-- Start Reading text --

From: NeilBrown <neilb@suse.de>
To: linux-raid@vger.kernel.org
Subject: [PATCH 15/18] md: hopefully enable suspend/resume of md devices.
Date: Thu, 12 Feb 2009 14:10:11 +1100 [thread overview]
Message-ID: <20090212031011.23983.37119.stgit@notabene.brown> (raw)
In-Reply-To: <20090212031009.23983.14496.stgit@notabene.brown>
---
drivers/md/md.c | 79 ++++++++++++++++++++++++++++++++++++---------
include/linux/raid/md_k.h | 2 +
2 files changed, 66 insertions(+), 15 deletions(-)
diff --git a/drivers/md/md.c b/drivers/md/md.c
index cbe0f20..0e0e1ff 100644
--- a/drivers/md/md.c
+++ b/drivers/md/md.c
@@ -202,12 +202,68 @@ static DEFINE_SPINLOCK(all_mddevs_lock);
)
-static int md_fail_request(struct request_queue *q, struct bio *bio)
+/* Rather than calling directly into the personality make_request function,
+ * IO requests come here first so that we can check if the device is
+ * being suspended pending a reconfiguration.
+ * We hold a refcount over the call to ->make_request. By the time that
+ * call has finished, the bio has been linked into some internal structure
+ * and so is visible to ->quiesce(), so we don't need the refcount any more.
+ */
+static int md_make_request(struct request_queue *q, struct bio *bio)
{
- bio_io_error(bio);
- return 0;
+ mddev_t *mddev = q->queuedata;
+ int rv;
+ if (mddev == NULL || mddev->pers == NULL) {
+ bio_io_error(bio);
+ return 0;
+ }
+ rcu_read_lock();
+ if (mddev->suspended) {
+ DEFINE_WAIT(__wait);
+ for(;;) {
+ prepare_to_wait(&mddev->sb_wait, &__wait,
+ TASK_UNINTERRUPTIBLE);
+ if (!mddev->suspended)

-- End Reading text --
-- Start Extracted information --

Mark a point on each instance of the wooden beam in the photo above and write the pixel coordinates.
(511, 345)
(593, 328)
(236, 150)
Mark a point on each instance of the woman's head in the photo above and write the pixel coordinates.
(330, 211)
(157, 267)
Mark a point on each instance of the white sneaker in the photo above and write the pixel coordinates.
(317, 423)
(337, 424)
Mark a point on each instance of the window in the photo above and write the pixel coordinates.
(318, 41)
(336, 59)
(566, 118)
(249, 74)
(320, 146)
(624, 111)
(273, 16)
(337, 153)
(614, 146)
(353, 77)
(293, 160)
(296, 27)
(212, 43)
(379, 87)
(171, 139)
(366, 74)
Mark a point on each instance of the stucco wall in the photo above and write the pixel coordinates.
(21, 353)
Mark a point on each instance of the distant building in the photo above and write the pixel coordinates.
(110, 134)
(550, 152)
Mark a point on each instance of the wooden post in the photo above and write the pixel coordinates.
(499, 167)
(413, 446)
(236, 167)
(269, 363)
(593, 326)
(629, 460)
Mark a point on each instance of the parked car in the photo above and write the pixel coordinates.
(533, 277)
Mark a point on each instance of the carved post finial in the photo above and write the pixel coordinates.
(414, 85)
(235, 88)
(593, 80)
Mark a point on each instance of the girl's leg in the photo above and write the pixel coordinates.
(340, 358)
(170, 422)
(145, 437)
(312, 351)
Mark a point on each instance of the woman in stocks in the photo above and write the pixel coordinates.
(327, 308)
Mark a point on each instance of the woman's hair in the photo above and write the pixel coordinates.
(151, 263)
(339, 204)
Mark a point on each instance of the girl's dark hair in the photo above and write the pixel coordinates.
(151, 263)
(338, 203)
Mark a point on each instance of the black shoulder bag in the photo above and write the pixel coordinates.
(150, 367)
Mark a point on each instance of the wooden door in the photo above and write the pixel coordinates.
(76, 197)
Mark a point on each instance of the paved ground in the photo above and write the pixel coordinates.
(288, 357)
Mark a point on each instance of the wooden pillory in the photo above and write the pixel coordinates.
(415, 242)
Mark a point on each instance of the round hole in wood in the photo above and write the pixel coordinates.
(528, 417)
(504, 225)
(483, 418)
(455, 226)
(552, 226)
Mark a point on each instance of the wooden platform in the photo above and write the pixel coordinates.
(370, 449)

-- End Extracted information --
-- Start Extracted information --

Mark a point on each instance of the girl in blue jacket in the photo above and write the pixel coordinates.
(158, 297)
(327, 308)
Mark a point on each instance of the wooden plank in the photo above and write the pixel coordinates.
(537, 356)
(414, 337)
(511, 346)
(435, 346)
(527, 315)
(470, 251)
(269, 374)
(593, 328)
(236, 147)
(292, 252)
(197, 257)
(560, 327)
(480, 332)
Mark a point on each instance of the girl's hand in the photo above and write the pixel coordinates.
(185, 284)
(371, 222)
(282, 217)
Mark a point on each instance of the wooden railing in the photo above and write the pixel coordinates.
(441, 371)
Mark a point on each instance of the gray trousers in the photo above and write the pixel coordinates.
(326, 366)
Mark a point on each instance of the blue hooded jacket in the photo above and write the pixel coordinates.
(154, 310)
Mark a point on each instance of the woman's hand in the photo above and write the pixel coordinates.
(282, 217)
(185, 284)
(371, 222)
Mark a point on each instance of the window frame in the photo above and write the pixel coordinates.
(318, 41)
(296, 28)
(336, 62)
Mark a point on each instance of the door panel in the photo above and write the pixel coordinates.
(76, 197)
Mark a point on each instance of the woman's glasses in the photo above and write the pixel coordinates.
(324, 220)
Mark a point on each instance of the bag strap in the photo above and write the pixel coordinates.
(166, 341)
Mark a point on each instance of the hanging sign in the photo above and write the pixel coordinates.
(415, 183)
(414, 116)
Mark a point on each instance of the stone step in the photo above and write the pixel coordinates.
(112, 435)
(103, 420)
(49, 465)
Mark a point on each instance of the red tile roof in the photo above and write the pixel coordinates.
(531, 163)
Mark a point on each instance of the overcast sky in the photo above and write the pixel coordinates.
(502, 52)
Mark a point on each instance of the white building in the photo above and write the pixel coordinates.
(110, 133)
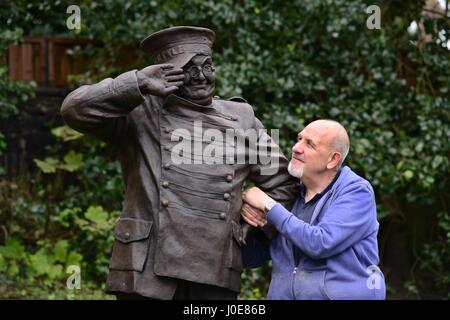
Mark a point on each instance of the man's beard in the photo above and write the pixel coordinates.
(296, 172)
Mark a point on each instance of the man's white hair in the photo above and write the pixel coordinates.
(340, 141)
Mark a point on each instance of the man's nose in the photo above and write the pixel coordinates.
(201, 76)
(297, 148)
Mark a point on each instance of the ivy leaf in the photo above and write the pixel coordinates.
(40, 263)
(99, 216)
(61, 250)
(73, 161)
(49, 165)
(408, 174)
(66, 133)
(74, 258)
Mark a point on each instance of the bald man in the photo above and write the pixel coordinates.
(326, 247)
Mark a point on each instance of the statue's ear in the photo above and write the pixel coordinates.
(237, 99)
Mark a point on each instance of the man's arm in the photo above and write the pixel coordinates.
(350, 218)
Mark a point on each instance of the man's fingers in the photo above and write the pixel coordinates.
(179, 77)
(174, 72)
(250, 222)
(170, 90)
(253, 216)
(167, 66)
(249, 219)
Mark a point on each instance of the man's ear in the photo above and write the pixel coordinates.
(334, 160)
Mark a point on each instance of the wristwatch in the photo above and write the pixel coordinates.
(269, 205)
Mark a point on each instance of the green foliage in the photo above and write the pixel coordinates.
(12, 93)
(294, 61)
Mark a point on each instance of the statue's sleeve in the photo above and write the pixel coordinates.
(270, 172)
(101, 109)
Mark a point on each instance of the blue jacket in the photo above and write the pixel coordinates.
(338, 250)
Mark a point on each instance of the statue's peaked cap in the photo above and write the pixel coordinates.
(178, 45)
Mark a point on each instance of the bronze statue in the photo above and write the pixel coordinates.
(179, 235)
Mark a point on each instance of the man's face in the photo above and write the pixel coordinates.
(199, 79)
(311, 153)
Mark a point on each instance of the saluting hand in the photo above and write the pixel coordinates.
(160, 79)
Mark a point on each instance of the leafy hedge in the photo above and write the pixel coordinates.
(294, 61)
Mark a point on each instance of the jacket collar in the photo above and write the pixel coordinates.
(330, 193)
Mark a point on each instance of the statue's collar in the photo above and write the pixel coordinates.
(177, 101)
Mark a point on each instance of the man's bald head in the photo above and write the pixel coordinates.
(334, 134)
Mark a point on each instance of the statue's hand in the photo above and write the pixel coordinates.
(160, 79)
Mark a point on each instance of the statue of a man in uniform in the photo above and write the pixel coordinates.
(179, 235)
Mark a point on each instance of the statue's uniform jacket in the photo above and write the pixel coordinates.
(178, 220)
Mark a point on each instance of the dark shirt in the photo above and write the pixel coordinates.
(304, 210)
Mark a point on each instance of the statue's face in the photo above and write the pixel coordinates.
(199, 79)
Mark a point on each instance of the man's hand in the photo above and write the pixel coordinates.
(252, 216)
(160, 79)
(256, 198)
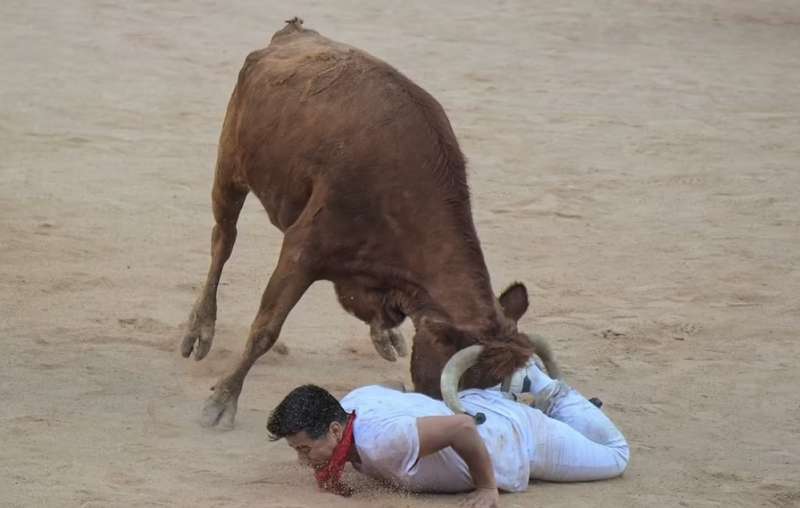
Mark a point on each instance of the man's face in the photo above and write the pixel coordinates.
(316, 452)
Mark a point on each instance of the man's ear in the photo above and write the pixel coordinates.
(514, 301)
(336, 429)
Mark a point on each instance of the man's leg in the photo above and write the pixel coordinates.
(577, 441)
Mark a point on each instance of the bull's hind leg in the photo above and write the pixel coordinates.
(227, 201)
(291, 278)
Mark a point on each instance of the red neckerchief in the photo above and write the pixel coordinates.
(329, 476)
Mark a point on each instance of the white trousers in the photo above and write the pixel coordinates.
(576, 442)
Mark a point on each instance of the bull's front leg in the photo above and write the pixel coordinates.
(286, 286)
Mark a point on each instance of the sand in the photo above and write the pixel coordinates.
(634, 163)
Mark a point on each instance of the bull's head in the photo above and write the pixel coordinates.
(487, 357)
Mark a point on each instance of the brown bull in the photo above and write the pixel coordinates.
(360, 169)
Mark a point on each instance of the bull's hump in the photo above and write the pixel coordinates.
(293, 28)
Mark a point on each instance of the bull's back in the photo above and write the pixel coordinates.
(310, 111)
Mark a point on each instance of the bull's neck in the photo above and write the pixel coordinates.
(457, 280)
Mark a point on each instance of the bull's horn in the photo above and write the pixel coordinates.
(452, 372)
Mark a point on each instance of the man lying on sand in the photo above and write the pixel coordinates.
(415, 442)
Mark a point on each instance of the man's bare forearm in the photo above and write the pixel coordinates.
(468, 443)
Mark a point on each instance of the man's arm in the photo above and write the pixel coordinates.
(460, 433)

-- End Extracted information --

* [Stated task 1]:
Answer these from the patch email:
(a) Who sent it?
(b) How many files were changed, and how many insertions and deletions were made?
(c) Which function is added in place of md_fail_request?
* [Stated task 2]: Extract the part of the patch email from "diff --git a/drivers/md/md.c" to "md_fail_request(struct request_queue *q, struct bio *bio)".
The listing plays no part in what comes next.

* [Complete response 1]:
(a) NeilBrown
(b) 2 files, with 66 insertions and 15 deletions
(c) md_make_request

* [Complete response 2]:
diff --git a/drivers/md/md.c b/drivers/md/md.c
index cbe0f20..0e0e1ff 100644
--- a/drivers/md/md.c
+++ b/drivers/md/md.c
@@ -202,12 +202,68 @@ static DEFINE_SPINLOCK(all_mddevs_lock);
)
-static int md_fail_request(struct request_queue *q, struct bio *bio)